Provided text
┄┄┄┄┄┄┄┄┄┄
Individual differences in working memory capacity have been found to influence recall and textual comprehension (Daneman and Carpenter, 1980; Just and Carpenter, 1992). While we do not explicitly control for memory, working-memory-capacity differences are normally distributed (Conway et al., 2005), and our data suggest homogeneity of memory ability in our participants. Indeed, the standard deviation for preserved story facts (as indicated, we coded 20–24 details per story) ranges from SD = 2.02 to SD = 2.35 after three retellings for the three story sets. With 2,389 participants in our complete set of retellings, it is unlikely that our results are skewed by outliers.


Events and surprise were conserved to a remarkable degree considering that retellers were not prompted in any way to focus on these story dimensions. A highly interesting finding is that even the retellings that dropped the original surprising event maintained the surprisingness of that very event to some degree. While stories were shortened by 77% on average, story surprisingness remained highly stable between the original, first-, second-, and third-iteration retellings; this was true regardless of higher or lower original surprisingness. The majority of retellings preserved the basic event either fully or partially; but roughly only 25% of stories’ original factual details were present in the third-iteration retelling: on average, 5–6 remained out of 20–24 original details. Typically, the first-iteration retelling was most significant for changes in length, detail, and surprisingness. There was no evidence for significant change in surprisingness in the second- and third-iteration retellings, even though these iterations continued to shrink stories and reduce the number of details.

In response to our Question 1: “how accurately is surprisingness preserved over retellings; is there an accuracy difference between stories of high-, low-, and mid-level surprisingness?” We hypothesized that surprisingness would converge to an optimal mid-level over the course of retellings. However, we found that original, first-, second-, and third-iteration retellings correlated highly in terms of surprisingness and levels of surprise were steadily maintained. This effect was evident for all levels of surprisingness. A Bayesian ANOVA provided further evidence that surprisingness does not change significantly with retelling. This effect was identifiable across the range of surprisingness: we could not identify different patterns of behavior for highly, modestly, or minimally surprising stories; there was also no general trend toward high-, low-, or mid-level surprisingness. In contrast to previous studies with different study designs and definitions (Barrett and Nyhof, 2001; Norenzayan et al., 2006), all levels of surprisingness were preserved to a high degree between the originals and the third retellings in our study. (Although we did not explicitly test minimally counter-intuitiveness as mid-level surprisingness, our results do not provide evidence for better performance of any minimally counterintuitive surprisingness level in story retelling).

In response to our Question 2: “how accurately are facts and events preserved over retellings?” We hypothesized that factual information would get lost in the retellings, but that facts closely tied to the main event would be preserved better. We also hypothesized that stories with an optimal, mid-level of surprisingness would be preserved better overall. Much factual information was indeed lost; on average, only 25% of original story details were preserved in the third-iteration stories. Moreover, the third-iteration stories also only preserved around 23% of the original text length, but nonetheless the majority of third-iteration stories preserved the original basic event – either fully (50.3%) or partially (18.9%), giving some support that retelling is structured around events. As noted above, there was no such “optimal” level of surprisingness. There was almost no correlation (r = 0.09) between detail preservation and surprisingness levels.
┄┄┄┄┄┄┄┄┄┄
Data section
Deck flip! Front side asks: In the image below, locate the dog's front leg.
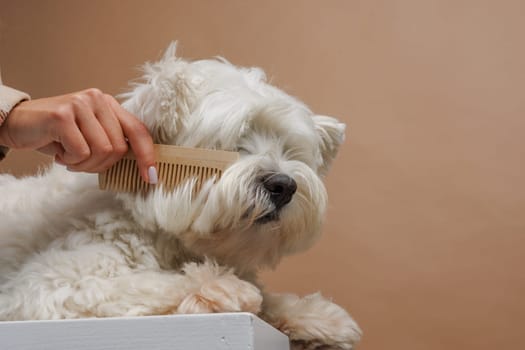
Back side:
[0,250,262,320]
[261,293,361,349]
┄┄┄┄┄┄┄┄┄┄
Retype the part of the story-retelling text above, starting at "Individual differences in" and ending at "skewed by outliers.".

Result for this task
Individual differences in working memory capacity have been found to influence recall and textual comprehension (Daneman and Carpenter, 1980; Just and Carpenter, 1992). While we do not explicitly control for memory, working-memory-capacity differences are normally distributed (Conway et al., 2005), and our data suggest homogeneity of memory ability in our participants. Indeed, the standard deviation for preserved story facts (as indicated, we coded 20–24 details per story) ranges from SD = 2.02 to SD = 2.35 after three retellings for the three story sets. With 2,389 participants in our complete set of retellings, it is unlikely that our results are skewed by outliers.